> [Work instruction]:
Scan each line of the records for the word "tree" and extract the ones that have it.

> [The data]:
----

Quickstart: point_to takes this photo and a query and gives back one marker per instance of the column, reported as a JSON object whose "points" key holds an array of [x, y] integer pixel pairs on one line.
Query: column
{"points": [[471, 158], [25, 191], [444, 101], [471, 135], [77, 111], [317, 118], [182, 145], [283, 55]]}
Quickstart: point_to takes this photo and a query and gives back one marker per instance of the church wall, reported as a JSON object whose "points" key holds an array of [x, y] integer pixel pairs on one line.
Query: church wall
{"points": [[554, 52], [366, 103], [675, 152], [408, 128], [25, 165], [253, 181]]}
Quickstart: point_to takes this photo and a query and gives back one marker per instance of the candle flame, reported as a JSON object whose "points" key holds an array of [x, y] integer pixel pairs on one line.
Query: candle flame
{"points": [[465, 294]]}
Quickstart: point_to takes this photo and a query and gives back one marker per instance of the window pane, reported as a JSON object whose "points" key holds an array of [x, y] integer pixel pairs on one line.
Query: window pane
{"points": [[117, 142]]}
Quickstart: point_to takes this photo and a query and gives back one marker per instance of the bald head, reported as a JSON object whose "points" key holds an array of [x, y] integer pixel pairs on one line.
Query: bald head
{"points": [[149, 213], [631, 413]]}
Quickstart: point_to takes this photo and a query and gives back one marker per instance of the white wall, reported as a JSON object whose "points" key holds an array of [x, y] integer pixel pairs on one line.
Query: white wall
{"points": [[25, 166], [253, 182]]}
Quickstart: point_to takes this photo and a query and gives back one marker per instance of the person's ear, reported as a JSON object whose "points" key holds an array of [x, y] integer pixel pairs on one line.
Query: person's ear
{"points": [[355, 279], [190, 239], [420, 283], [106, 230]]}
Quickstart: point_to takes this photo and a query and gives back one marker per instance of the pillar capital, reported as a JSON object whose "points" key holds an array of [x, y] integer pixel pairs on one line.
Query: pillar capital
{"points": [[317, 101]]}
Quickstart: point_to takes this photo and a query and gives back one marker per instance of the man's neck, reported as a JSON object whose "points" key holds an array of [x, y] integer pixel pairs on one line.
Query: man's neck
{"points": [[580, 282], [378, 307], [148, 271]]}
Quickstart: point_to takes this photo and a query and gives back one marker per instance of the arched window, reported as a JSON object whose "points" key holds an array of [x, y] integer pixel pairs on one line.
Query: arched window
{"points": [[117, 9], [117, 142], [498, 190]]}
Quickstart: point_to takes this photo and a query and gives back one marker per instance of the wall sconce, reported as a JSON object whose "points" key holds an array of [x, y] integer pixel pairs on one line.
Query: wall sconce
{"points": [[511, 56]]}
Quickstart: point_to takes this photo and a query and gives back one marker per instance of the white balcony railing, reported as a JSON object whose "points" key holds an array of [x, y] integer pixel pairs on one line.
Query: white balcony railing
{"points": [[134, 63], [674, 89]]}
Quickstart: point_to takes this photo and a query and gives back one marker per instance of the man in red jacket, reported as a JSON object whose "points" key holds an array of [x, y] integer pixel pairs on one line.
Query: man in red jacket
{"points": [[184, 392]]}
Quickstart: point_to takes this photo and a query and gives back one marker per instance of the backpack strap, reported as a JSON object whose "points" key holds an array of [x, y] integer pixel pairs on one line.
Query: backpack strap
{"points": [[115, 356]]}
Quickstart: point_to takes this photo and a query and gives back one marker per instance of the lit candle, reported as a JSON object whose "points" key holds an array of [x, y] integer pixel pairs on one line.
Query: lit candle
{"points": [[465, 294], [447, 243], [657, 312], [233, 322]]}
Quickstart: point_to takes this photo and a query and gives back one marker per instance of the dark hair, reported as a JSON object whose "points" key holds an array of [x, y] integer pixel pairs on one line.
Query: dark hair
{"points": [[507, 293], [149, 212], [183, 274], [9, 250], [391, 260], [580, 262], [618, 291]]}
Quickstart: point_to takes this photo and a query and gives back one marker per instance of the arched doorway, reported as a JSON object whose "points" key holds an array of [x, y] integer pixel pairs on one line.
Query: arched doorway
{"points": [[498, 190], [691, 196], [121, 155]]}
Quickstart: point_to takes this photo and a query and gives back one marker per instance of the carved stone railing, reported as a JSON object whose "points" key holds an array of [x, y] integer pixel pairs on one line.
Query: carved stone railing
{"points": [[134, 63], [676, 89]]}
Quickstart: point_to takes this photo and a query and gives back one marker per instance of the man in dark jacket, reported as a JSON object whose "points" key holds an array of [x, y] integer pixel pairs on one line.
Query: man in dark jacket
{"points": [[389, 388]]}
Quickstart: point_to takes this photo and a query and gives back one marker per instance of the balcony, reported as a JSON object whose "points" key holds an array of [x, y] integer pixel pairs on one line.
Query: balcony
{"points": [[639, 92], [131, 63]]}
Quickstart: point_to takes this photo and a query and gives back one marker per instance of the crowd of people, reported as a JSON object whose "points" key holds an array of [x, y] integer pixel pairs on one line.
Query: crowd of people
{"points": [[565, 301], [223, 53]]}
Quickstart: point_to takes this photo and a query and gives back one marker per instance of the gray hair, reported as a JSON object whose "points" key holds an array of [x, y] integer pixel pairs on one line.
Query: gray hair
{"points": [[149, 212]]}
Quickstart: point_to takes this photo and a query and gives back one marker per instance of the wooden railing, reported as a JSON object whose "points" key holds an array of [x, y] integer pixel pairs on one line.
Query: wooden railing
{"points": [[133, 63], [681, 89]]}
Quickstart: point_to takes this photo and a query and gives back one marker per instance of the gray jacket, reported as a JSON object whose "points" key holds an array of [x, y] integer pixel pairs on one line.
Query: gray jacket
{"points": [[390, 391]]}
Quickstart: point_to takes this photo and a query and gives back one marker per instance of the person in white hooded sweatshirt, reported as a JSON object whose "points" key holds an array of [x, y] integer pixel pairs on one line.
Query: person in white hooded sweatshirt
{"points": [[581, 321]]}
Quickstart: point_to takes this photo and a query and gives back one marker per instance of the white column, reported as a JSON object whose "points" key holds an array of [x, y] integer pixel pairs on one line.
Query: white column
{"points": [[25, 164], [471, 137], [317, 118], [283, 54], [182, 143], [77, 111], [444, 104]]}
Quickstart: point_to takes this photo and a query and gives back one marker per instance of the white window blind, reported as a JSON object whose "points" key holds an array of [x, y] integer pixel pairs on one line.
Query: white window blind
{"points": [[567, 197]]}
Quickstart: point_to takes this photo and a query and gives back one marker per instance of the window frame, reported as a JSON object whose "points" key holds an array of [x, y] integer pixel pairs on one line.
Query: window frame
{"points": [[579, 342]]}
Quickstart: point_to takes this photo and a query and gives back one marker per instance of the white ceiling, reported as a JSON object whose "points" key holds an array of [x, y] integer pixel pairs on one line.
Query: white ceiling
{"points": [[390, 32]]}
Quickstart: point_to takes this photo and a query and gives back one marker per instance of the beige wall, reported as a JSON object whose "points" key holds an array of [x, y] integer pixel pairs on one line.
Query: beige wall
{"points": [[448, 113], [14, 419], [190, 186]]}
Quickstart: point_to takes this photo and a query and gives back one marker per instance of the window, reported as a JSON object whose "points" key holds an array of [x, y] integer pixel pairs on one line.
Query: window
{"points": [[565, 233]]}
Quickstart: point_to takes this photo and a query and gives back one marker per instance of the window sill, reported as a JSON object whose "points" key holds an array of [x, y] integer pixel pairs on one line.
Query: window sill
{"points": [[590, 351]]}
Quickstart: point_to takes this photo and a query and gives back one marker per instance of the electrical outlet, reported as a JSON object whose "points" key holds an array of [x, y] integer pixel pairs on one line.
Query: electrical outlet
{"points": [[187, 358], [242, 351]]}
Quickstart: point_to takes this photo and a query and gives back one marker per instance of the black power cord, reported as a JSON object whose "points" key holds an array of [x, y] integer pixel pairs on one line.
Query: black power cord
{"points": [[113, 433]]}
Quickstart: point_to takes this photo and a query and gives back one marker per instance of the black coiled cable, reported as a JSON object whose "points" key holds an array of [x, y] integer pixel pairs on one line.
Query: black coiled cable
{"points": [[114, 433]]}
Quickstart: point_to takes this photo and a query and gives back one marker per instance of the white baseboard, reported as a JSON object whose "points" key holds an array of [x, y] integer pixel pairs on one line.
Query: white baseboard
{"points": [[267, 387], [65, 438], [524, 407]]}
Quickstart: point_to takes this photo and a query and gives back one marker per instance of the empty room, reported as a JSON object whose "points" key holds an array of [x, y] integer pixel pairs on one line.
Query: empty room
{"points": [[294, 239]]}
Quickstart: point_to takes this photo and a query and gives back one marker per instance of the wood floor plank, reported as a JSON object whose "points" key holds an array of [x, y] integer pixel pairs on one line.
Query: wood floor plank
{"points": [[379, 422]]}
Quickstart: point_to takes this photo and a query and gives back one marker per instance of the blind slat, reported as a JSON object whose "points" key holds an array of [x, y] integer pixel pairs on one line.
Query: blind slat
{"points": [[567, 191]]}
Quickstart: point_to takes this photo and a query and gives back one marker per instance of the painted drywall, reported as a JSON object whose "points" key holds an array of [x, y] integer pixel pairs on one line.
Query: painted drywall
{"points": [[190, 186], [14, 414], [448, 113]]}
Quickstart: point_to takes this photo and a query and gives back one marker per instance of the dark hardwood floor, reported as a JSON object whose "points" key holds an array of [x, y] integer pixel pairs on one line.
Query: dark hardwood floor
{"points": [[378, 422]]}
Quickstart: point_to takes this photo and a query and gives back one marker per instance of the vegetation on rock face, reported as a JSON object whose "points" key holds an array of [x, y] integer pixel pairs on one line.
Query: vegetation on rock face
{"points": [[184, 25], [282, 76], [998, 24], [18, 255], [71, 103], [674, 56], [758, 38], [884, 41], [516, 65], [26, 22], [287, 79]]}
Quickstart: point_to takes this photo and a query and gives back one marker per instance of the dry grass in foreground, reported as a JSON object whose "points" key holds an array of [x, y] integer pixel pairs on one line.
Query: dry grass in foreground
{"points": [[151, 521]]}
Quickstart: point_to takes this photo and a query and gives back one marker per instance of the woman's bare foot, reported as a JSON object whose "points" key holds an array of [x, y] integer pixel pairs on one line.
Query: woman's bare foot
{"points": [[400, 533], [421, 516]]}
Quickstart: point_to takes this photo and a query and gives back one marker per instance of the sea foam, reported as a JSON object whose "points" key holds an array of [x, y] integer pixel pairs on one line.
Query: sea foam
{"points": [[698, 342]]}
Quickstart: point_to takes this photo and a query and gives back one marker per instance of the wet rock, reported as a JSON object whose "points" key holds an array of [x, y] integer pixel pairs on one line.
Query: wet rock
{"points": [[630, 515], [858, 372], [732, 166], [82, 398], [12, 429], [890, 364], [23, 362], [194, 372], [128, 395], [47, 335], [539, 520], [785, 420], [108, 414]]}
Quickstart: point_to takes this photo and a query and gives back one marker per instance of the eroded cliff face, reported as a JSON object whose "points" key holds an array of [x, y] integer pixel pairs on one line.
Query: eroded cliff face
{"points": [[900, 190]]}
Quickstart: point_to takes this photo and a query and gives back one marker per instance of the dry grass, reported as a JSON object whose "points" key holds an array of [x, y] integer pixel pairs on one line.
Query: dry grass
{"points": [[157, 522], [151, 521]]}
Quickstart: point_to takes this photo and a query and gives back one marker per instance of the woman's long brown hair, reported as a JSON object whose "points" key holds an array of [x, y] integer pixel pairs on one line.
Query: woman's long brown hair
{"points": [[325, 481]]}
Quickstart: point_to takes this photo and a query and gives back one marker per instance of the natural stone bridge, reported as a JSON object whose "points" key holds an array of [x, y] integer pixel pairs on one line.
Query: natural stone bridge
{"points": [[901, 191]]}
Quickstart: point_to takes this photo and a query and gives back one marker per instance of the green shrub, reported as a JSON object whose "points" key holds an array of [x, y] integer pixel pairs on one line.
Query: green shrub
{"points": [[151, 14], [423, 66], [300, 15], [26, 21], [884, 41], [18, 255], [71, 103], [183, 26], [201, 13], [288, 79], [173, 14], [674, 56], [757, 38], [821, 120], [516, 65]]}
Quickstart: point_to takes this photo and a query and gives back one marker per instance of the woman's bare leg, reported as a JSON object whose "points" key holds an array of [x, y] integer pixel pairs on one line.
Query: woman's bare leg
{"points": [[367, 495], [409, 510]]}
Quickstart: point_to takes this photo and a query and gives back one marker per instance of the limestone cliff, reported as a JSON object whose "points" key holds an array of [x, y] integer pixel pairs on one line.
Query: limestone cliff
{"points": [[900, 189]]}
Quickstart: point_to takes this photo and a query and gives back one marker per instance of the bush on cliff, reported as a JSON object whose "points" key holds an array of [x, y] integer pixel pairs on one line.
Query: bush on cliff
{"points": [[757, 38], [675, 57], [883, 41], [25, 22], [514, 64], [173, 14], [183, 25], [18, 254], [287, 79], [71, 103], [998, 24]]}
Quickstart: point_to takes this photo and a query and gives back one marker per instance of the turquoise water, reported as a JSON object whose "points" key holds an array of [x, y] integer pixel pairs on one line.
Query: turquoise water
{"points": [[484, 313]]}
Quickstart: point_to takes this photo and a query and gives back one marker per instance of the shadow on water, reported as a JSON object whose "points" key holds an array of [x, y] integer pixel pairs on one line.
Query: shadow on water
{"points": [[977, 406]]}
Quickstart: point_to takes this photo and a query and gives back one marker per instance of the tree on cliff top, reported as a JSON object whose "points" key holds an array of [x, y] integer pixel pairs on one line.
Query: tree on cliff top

----

> [Answer area]:
Quickstart: point_to takes this photo and a query and gives back one marker per instance of the tree on cliff top, reported as a JSON object whose "points" key holds an array of [x, y] integer pixel pairs on one line.
Query: tree on cliff top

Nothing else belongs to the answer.